● Aim of the exercise
From the records below, transcribe exactly the lines that begin at the line with "Can you see the red leather" and end at the line with "Can you see the turquoise", both included.

Top of Records

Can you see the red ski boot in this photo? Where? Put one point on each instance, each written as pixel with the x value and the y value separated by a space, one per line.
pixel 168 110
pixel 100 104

Bottom of Records
Top of Records

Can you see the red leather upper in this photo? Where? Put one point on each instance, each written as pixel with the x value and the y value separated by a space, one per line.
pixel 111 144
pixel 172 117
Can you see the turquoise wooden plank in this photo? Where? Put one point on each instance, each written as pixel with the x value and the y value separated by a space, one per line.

Bottom of Records

● Solution
Can you see the red leather upper in this photo? Where? Put one point on each instance, each written as pixel with the x value and the y value separated by a space, one per line.
pixel 111 144
pixel 172 117
Can you see the turquoise wooden plank in this photo? Where? Put one point on each instance, each written as pixel with the x value and the y value separated by a space, one per line.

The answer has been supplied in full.